Document passage
= = = =

Cardiac hypertrophy is characterized by stimulation of hypertrophic signalling pathways representing the reactivation of the ‘foetal gene program’ (hypertrophic genes) and activation of the MAPK pathway. Angiotensin II (AngII) stimulates cardiac hypertrophy, a process which may involve the transactivation of epidermal growth factor receptors (ErbBs). Three subtypes of ErbBs are present in the postnatal heart (ErbB1, 2, 4), yet their precise roles are poorly understood. We have shown that the ErbB4-selective ligand neuregulin 1 beta-1 (NRG1-β1) potently stimulates cardiomyocyte hypertrophy. We now aim to determine if AngII activates hypertrophic signalling in cardiomyocytes by transactivation of ErbBs, particularly ErbB4.

= = = =

Source information
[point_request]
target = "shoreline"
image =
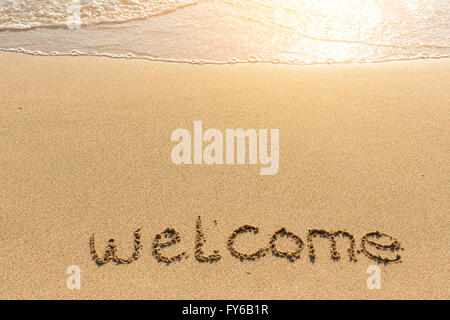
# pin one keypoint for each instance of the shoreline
(77, 53)
(86, 150)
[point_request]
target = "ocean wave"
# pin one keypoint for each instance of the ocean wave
(231, 31)
(26, 15)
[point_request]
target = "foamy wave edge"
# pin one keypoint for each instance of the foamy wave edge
(250, 60)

= = = =

Problem description
Please take the passage above on angiotensin II and cardiac hypertrophy further, starting after its last sentence.

Response area
Ventricular cardiomyocytes from neonatal rats were treated with AngII (100 nM) or NRG1-β1 (10 nM) to induce hypertrophic signalling. ErbB1, 2, 4 were downregulated using shRNA and siRNA. Reporter assays were used to measure promoter activity of the hypertrophic genes myosin light chain 2v (MLC-2V), atrial natriuretic peptide (ANP) and cyclin D. ERK1/2 activation was measured via Western blot.
NRG caused robust activation of the hypertrophic gene MLC-2V (11.3 fold increase versus untreated control) that was significantly reduced to 4.3-fold by silencing of ErbB4 (n = 5, P < 0.01), but not ErbB1 or ErbB2, confirming that ErbB4 activation contributes to hypertrophic signalling. However, knockdown of ErbB1, 2 or 4 did not affect AngII-induced activation of MLC-2V (5.8 fold increase versus untreated control). Similar results were seen for ANP and cyclin D. Similarly, ErbB4 knockdown reduced NRG1-β1-induced MAPK activation from 21.0-fold to 13.5 fold (n=4, p<0.05), whilst Ang II-induced MAPK activation was unaffected.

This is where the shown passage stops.